Write out the full set of records exactly. Any pictures in them do not belong in the copy.

--------------------------------

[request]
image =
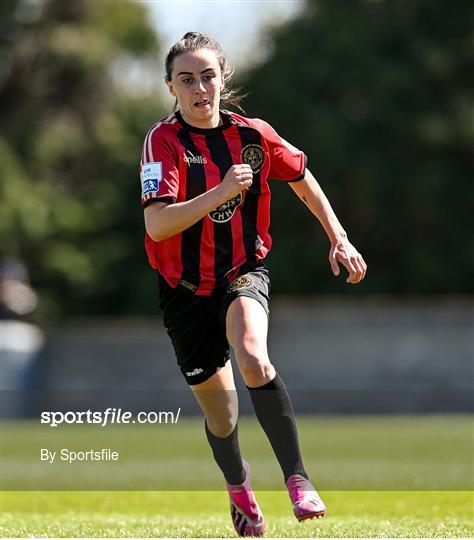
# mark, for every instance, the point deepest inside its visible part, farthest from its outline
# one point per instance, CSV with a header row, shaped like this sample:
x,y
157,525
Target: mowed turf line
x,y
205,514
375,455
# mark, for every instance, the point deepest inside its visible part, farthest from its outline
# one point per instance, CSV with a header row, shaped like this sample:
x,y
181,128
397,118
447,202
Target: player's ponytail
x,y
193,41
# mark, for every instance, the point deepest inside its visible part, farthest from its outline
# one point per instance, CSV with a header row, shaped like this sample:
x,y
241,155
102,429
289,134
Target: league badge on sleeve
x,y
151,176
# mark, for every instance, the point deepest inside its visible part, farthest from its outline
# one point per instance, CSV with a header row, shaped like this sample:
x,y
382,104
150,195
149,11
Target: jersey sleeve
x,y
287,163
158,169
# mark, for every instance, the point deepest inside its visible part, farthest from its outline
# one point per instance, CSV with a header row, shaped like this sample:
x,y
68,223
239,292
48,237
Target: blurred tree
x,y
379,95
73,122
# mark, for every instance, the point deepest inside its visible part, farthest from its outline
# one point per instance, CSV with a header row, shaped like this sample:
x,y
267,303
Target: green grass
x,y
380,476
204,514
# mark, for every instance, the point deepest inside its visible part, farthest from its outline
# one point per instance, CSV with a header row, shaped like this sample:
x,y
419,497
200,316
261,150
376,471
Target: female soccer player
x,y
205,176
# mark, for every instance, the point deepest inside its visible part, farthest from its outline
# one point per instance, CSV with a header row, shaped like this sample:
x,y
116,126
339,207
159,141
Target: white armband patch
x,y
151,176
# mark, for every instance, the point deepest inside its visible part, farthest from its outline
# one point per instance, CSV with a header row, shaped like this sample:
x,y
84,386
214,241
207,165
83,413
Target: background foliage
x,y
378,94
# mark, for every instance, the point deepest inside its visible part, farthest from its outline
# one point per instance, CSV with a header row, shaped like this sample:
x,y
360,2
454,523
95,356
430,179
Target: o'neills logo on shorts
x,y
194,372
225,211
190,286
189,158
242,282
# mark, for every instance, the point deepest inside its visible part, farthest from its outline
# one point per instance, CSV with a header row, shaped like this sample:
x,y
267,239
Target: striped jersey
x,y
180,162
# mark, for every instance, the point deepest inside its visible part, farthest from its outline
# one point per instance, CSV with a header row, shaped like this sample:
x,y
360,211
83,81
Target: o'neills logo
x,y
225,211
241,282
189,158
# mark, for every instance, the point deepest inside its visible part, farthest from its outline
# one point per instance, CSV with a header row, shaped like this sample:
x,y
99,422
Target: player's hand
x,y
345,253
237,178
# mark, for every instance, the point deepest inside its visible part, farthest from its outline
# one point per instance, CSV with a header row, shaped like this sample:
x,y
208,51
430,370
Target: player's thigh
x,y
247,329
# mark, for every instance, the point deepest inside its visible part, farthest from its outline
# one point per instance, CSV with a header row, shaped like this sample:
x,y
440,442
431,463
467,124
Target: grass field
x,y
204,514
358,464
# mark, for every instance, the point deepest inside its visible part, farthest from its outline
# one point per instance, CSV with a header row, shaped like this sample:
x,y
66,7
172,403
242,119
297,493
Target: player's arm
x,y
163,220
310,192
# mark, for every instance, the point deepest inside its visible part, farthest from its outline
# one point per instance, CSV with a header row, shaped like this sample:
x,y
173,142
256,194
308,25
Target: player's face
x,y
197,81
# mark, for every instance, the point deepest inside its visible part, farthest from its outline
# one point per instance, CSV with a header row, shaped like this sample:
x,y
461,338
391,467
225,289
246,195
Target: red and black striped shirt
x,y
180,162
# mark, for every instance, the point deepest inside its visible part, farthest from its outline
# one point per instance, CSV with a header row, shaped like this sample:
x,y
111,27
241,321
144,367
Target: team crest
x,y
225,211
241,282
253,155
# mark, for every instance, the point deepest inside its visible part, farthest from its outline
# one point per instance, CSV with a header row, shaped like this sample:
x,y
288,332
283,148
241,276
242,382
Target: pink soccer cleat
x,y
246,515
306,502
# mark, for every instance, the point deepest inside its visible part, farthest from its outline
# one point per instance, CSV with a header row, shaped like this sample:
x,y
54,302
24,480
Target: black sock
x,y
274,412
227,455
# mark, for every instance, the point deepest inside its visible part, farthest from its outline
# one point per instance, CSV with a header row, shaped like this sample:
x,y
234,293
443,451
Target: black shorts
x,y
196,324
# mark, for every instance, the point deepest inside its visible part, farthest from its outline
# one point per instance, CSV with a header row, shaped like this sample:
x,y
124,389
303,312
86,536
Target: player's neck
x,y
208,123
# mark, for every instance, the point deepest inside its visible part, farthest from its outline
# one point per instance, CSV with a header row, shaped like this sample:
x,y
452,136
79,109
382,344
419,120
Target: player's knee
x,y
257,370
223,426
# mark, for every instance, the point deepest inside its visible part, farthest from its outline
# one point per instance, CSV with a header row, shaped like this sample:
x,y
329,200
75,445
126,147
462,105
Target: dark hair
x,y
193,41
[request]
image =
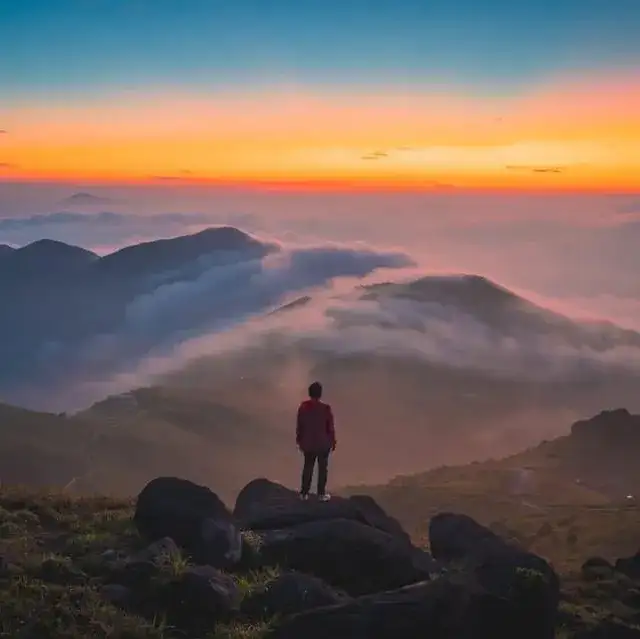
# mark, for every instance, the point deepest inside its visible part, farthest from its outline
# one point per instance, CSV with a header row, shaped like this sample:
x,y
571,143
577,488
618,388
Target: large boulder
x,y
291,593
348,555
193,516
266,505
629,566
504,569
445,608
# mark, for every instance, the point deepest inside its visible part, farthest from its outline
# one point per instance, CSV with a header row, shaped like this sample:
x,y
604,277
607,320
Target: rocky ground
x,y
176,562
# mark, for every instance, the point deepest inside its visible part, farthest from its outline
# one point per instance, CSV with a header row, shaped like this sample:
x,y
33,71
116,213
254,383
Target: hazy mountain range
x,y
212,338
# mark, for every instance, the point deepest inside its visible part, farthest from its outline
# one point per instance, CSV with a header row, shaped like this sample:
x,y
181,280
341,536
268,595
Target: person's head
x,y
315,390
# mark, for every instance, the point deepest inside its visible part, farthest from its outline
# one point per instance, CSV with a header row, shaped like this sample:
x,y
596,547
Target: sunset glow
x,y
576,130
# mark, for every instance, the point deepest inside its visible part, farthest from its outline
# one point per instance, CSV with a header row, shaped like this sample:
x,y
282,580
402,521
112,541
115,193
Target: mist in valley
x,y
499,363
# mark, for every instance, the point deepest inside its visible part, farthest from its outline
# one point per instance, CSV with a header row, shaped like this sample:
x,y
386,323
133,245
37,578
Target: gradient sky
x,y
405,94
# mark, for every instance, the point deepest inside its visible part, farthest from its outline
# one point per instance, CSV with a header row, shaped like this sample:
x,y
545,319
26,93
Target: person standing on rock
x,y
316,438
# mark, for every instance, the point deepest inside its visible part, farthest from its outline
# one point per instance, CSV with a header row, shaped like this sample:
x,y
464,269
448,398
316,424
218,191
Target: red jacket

--------------------------------

__WRITTEN RESPONSE__:
[request]
image =
# mark, for every instance, the point deepest inside its visible part, farthest from its outline
# one point per instance, CSV with a header row, shaped like this sample:
x,y
157,525
Target: mowed turf line
x,y
205,514
375,455
# mark, for every instance, the point deepest inside its visible part, farthest from its outline
# one point per instance, CSV with a header row, shaped like this sample:
x,y
181,128
397,118
447,202
Target: player's ponytail
x,y
193,41
# mark, for every instance, the point deepest inside its visible part, farthest from its outline
# one point per instance, CSV with a header row, shaped like this sample:
x,y
241,155
102,429
289,134
Target: league badge on sleeve
x,y
151,176
# mark, for every instance, the point deepest inside its visible part, farthest from its outline
# one point per instance, CSV with a header row, shaped like this sample:
x,y
382,104
150,195
149,11
Target: jersey sleeve
x,y
287,163
158,169
# mark, for every instance, the point deepest inside its visible part, farthest from its outline
# one point per instance, CSV with a header row, shaped like this sample:
x,y
68,223
239,292
48,237
Target: blurred tree
x,y
379,95
73,122
# mark, for every instance, the point deepest inside its visible part, farthest from its outline
# one point per instance, CSV with a header row, shaped like this sample:
x,y
267,303
Target: green grass
x,y
380,476
204,514
# mark, for every instance, the point deepest inside its visible part, farthest from its outline
# one point per instance, CSV with a header row, shaped like this sample:
x,y
419,497
200,316
261,150
376,471
Target: female soccer player
x,y
205,176
# mark, for every instance, the point deepest inside its visible part, farthest from its outline
# one point per instance, CSV with a header row, shaped like this sample:
x,y
116,126
339,207
159,141
Target: white armband patch
x,y
151,176
# mark, for every instance, the point deepest inside its visible part, farthest from its outline
# one point per instance, CSV with a header row, shaped like this sample:
x,y
84,386
214,241
207,165
83,413
Target: background foliage
x,y
378,94
# mark, for every instance, the point deepest inside its visible part, farthest from its outline
# one point per instance, CSV with a header row, shaped like this sample:
x,y
360,2
454,523
95,356
430,179
Target: o'neills logo on shorts
x,y
194,372
225,211
190,286
189,158
242,282
# mark, for every instance, the point deepest inside its visible part, farthest from its outline
# one point per instance, CSV with a header row, shaped like this sample:
x,y
267,239
Target: striped jersey
x,y
180,162
# mark, for every instance, the point deepest inside its visible part, farthest from its outline
# one point per instance, CSV with a header row, shaped like this sample:
x,y
360,211
83,81
Target: o'neills logo
x,y
225,211
241,282
189,158
# mark, for every instance, the point deepest inside its visible part, farthest from its outline
# one point per instance, CSV with a header row, shaped like this sample:
x,y
99,422
Target: player's hand
x,y
345,253
237,178
# mark, for every instance, the point deepest inside its visible part, farthest from its outline
# one point per instance, CSV with a header row, shaped like this sample:
x,y
208,51
430,370
Target: player's thigh
x,y
247,329
# mark, for every instance, the point deepest inside its visible part, farthest from its outline
# one point per instance, CSV with a header row, shaped like this sample:
x,y
440,442
431,463
467,124
Target: grass field
x,y
204,514
358,464
# mark, for every instance, the point deepest inside its visible part, farthest from its outline
# one point per instance, CSV with a header row, shaped like this sample:
x,y
66,7
172,403
242,119
297,493
Target: player's arm
x,y
163,220
310,192
# mark, for every instance, the point deepest inside its visible part, farthest from its outline
# one point per instance, CSV with a header row, shaped like this sample:
x,y
173,142
256,194
308,25
Target: player's face
x,y
197,81
# mark, for every instance, the point deepest inside its visible part, farthest from its outline
# one point per instance, CSV with a header row, shaped like this sample:
x,y
461,338
391,467
225,289
246,195
Target: red and black striped shirt
x,y
180,162
# mark, for every instance, the point deepest inside its visible part, farthest from its outline
# one point per instance, CSV with a header row, shaped like this sample:
x,y
111,27
241,321
144,367
Target: team crest
x,y
225,211
241,282
253,155
# mark, for every instance, the point deepest inside its visible part, farthest from its outline
# one point per instance, CSV with a header row, shaped like this sample:
x,y
288,332
283,148
241,276
242,382
Target: pink soccer cleat
x,y
246,515
306,502
# mark, for every instance, the point deepest inside its visible part, farthest from its outline
# one point per instance, CSV with a header row, shaped like this sample:
x,y
54,302
24,480
Target: black sock
x,y
274,412
227,455
# mark, for every instance, the point deepest inside its visible part, farthest from its outline
# one point per instance, CSV with a header row, shaped like this sample:
x,y
234,293
443,451
Target: black shorts
x,y
196,324
# mark, for every instance, the point deepest inside its visible part, farthest from its outline
# one point per instance, CSV with a header row, shaped like this sample:
x,y
124,389
303,312
86,536
Target: player's neck
x,y
208,123
# mark, for every instance, the point deepest inside its visible part, farthest from its outline
# one point per instance, CSV with a header row, shaped like this sample:
x,y
452,136
79,109
382,344
419,120
Target: player's knee
x,y
257,370
223,426
# mark, for every instance, the point deepest inside its visible part, farthest from its outline
# one point per instance, CSV with a header row, shaped like this sample:
x,y
329,200
75,445
126,147
462,105
Target: dark hair
x,y
193,41
[request]
image =
# mark, for every instance, the point deepest inside its visible part, farthest from its outline
# one point per instance, CSV with a header row, shaped like this sample:
x,y
571,143
577,488
618,388
Target: large boulder
x,y
291,593
348,555
193,516
266,505
629,566
504,569
445,608
# mark, for every instance, the point deepest inside its visible part, farthest from its outline
# one point per instance, CSV with a header row, shaped like this sample:
x,y
604,277
607,320
Target: rocky ground
x,y
176,562
# mark, for every instance, the point deepest inside its visible part, farthest from its outline
# one point per instance, CSV with a header row, shaped like this sample:
x,y
33,71
116,213
254,383
Target: hazy mountain range
x,y
212,338
# mark, for every instance, the point deepest inside its visible part, farthest from its outline
# one point per instance, CSV with a header row, shaped like this sample:
x,y
181,280
341,536
268,595
Target: person's head
x,y
315,390
# mark, for every instance, the point deepest inside its visible part, farthest from its outline
# one point per instance, CSV with a header row, shaped like this sample:
x,y
596,547
Target: sunset glow
x,y
576,130
# mark, for every instance, the point deepest inside its visible part, farthest from its outline
# one point per instance, CSV with a header row, shaped like this sample:
x,y
282,580
402,521
112,541
115,193
Target: mist in valley
x,y
499,363
# mark, for every instance, the point deepest inside its visible part, farthest from its outline
# one point per instance, CSV with a header row, shaped like this sample:
x,y
386,323
133,245
37,578
Target: gradient sky
x,y
405,94
# mark, for every instance, the point deepest inside its visible part, farthest from its outline
# one point per instance, CSV with a header row, shaped like this sample:
x,y
545,319
26,93
Target: person standing on rock
x,y
316,438
# mark, for every instance, the point deepest inside its visible part, farthest from its outline
# one point per instance, CSV with a header row, shaped like this sample:
x,y
464,269
448,398
316,424
218,191
Target: red jacket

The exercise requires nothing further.